▸ **Texto selecionado**
Um amigo pergunta, informalmente, por que temos de chamar as relações entre a Europa e a África de euro-africanas e não de afro-europeias. Respondo, também informalmente, que ambas são válidas (e bastante empregadas); a ordem, aqui, é apenas uma questão de ponto de vista, já que nossa língua não determina quem virá antes ou depois nos compostos formados por dois adjetivos gentílicos. A aliança entre a Alemanha e o Japão poderia ser denominada de nipo-germânica, ou nipo-alemã, ou teuto-nipônica, ou teuto-japonesa. Nos compostos mais antigos, o primeiro membro, que vem reduzido, é de origem latina (teuto, anglo, sino, franco, por exemplo, vêm do Latim teutoni, anglus, sinae, francus); para brasileiro, já se experimentou braso, brasílio e brasílico, certamente por analogia, mas seu emprego não passou de tentativas isoladas; a tendência atual é formar esses compostos com ambos os elementos intactos (amizade brasileiro-paraguaia, relações cubano-soviéticas).
Em suas infinitas combinações, o processo permite criações nitidamente zombeteiras, bem ao gosto desta coluna. Lembro, por exemplo, que Carlos de Laet, apostando no efeito cômico do contraste, apelidou o movimento filosófico capitaneado por Tobias Barreto e Sílvio Romero (ambos de Sergipe) de escola teuto-sergipana. Eu mesmo, ao saber que uma amiga tinha pespegado na pobre filhinha recém-nascida o nome de Giuçara (no fundo, o nosso tradicional Juçara, disfarçado de europeu, como Giulia), não segurei a língua nos dentes e comentei, irônico, que era um belo nome ítalo-tupiniquim. Nunca mais falou comigo.
Isso nos traz ao luso-argentino. Sei que ainda existem alguns leitores, céticos de carteirinha, que juram que as mensagens furibundas que analiso aqui são pura invenção deste seu criado. Mal sabem eles que da missa não viram nem a metade, pois a maior parte desses cidadãos que me atacam (os amigos Mário e Diana Corso não se sentiriam à vontade se eu empregasse, como fazia o antigo Código Civil, a denominação de "loucos de todo gênero") são tão morrinhas e desinteressantes que não merecem resposta ou comentário. Agora, nosso luso-argentino é ave de outra plumagem. Alguma coisa do tanto que já escrevi não lhe caiu muito bem, e lá veio ele, totalmente atacado das bichas, como dizia minha avó. Sempre que pude, mantive a expressiva pontuação do maluco:
"Excelentíssimo senhor "professor???" Oiça uma coisa, ó grande ídolo da língua de Camões!!!, ó Maradroga do Brasiguês!!! Eu infelizmente nasci na Argentina, mas como quase tudo nesta vida tem solução (exceto a morte) e sendo eu filho de portugueses, fiz o trâmite de atribuição da nacionalidade portuguesa e hoje sou mais um português no mundo - portanto, atualmente tenho uma identidade. Eu ouvi a língua portuguesa desde o meu nascimento, mesmo vivendo eu na "grande" Argentina, ao pé do "grande" Brasil, pois na minha casa falava-se só Português, o verdadeiro Português, o original, o Português de Camões e não o Português do Pelé.

▸ **Detalhes da tarefa**
Reescreva o texto sobre os compostos gentílicos entre "Em suas infinitas" e "mais falou comigo.", inclusive, trocando "teuto-sergipana" por "germano-sergipana".

▸ **Trecho dos dados**

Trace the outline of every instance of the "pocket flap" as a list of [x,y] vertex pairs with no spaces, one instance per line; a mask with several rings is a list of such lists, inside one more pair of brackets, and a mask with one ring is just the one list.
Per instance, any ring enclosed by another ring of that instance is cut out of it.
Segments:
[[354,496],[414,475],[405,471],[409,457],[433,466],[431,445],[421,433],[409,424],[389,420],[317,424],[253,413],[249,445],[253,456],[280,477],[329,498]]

▸ **Solução do problema**
Em suas infinitas combinações, o processo permite criações nitidamente zombeteiras, bem ao gosto desta coluna. Lembro, por exemplo, que Carlos de Laet, apostando no efeito cômico do contraste, apelidou o movimento filosófico capitaneado por Tobias Barreto e Sílvio Romero (ambos de Sergipe) de escola germano-sergipana. Eu mesmo, ao saber que uma amiga tinha pespegado na pobre filhinha recém-nascida o nome de Giuçara (no fundo, o nosso tradicional Juçara, disfarçado de europeu, como Giulia), não segurei a língua nos dentes e comentei, irônico, que era um belo nome ítalo-tupiniquim. Nunca mais falou comigo.